━━━━━ DATASET ENTRIES

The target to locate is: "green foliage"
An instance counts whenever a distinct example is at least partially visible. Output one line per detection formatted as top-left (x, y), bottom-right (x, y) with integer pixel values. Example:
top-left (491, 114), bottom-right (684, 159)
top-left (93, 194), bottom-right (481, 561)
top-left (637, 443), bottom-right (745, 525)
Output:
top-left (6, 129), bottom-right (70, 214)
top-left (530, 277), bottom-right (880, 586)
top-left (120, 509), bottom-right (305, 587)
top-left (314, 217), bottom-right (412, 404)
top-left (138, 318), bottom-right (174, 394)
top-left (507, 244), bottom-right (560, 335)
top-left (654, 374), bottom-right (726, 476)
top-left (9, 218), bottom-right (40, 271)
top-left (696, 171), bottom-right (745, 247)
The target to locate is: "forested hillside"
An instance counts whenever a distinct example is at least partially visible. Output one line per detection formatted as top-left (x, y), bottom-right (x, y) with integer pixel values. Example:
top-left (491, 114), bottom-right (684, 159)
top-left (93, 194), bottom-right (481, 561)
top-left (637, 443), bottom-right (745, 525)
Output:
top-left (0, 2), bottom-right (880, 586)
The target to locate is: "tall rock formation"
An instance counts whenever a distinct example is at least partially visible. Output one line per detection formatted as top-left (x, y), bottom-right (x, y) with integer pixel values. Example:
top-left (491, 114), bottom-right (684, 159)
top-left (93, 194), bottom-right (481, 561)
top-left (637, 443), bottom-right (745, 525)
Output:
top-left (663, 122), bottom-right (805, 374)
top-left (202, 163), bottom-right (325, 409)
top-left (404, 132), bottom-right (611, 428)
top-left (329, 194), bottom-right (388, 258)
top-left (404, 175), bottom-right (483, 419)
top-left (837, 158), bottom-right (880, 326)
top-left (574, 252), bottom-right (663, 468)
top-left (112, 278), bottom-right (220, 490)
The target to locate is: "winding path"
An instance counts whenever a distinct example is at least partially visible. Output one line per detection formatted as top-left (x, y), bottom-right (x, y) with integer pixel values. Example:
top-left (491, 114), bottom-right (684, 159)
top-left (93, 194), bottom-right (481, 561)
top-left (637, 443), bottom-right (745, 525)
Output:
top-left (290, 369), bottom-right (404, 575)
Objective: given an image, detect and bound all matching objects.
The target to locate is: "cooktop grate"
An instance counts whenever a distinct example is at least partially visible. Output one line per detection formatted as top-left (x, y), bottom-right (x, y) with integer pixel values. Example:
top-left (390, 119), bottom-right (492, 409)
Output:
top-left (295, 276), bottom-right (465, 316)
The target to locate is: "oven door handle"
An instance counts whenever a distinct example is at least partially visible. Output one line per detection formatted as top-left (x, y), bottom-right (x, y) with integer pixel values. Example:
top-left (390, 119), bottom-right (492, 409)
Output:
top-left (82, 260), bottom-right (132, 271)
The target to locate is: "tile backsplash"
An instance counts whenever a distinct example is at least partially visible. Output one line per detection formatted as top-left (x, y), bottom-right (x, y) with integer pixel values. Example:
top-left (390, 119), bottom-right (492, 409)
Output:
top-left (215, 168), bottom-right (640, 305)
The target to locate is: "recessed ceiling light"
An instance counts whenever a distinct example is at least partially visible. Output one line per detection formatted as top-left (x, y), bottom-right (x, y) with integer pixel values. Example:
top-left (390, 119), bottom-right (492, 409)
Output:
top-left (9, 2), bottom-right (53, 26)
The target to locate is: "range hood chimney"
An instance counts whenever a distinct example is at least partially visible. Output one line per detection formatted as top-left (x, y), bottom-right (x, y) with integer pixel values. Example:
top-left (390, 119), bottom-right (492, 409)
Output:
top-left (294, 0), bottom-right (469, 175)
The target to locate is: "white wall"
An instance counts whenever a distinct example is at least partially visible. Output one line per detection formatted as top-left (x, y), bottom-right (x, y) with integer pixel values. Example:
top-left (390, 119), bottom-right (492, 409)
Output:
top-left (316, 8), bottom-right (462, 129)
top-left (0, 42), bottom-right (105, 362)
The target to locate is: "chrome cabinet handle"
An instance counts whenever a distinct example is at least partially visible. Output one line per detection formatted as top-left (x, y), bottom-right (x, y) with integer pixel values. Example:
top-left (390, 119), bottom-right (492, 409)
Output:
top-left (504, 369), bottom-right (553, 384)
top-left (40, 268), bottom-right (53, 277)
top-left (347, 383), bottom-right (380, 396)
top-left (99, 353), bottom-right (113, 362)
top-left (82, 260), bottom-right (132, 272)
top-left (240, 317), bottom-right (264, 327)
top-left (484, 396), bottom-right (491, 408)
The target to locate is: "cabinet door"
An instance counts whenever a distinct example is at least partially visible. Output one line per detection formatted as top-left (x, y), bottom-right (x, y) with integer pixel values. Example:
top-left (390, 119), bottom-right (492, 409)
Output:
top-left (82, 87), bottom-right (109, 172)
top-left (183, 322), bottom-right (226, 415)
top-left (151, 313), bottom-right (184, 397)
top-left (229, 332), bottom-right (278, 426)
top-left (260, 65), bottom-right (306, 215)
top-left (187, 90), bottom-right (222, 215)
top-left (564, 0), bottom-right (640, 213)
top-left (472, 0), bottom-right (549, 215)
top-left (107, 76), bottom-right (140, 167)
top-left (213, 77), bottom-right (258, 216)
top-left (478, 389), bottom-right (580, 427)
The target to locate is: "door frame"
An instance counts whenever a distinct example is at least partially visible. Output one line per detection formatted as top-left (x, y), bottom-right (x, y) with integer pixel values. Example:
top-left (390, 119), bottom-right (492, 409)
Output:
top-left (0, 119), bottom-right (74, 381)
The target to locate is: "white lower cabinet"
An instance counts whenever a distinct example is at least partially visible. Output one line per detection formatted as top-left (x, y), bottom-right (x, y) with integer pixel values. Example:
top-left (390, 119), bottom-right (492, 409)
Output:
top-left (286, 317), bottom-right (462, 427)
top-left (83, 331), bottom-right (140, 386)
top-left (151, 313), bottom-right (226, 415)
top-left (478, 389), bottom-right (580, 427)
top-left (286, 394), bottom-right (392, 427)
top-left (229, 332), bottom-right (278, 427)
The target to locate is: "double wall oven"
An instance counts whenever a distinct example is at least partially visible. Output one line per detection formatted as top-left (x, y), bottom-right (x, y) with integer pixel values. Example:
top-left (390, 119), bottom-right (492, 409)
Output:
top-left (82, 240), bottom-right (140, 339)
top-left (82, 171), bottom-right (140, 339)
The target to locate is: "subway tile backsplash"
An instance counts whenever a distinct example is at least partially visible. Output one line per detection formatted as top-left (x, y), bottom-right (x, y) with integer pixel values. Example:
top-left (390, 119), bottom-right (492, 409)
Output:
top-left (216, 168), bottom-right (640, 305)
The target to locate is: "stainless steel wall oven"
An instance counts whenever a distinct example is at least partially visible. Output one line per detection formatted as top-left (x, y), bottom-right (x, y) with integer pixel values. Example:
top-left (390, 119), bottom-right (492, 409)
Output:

━━━━━━━━━━

> CHALLENGE
Rescale the entries from the beginning up to and including the line that contains "top-left (0, 2), bottom-right (880, 586)", reproducing every line with the requests included. Multiply each bounding-box coordinate in the answers by 2.4 and round to whole numbers, rounding halves up, but leave the coordinates in the requests' format samples unchanged.

> ANSWER TO THE TASK
The target to locate is: "green foliage"
An instance counts whenever a distinct example is at least partially visible. Output one line per detection formatted as top-left (x, y), bottom-right (x, y) with integer pixel values. Example:
top-left (491, 114), bottom-right (684, 159)
top-left (93, 194), bottom-right (481, 561)
top-left (637, 443), bottom-right (745, 525)
Output:
top-left (14, 310), bottom-right (168, 514)
top-left (1272, 665), bottom-right (2112, 1406)
top-left (288, 1222), bottom-right (732, 1409)
top-left (754, 521), bottom-right (989, 970)
top-left (331, 763), bottom-right (418, 946)
top-left (1217, 586), bottom-right (1344, 804)
top-left (1570, 898), bottom-right (1742, 1142)
top-left (22, 523), bottom-right (96, 650)
top-left (1670, 410), bottom-right (1788, 593)
The target to locate is: "forested hillside"
An instance counts whenever a distinct example is at least partially visible. Output one line per detection formatted as top-left (x, y), bottom-right (x, y) with integer pixel values. Example:
top-left (491, 114), bottom-right (684, 159)
top-left (93, 194), bottom-right (481, 561)
top-left (637, 443), bottom-right (745, 525)
Output:
top-left (0, 5), bottom-right (2112, 1406)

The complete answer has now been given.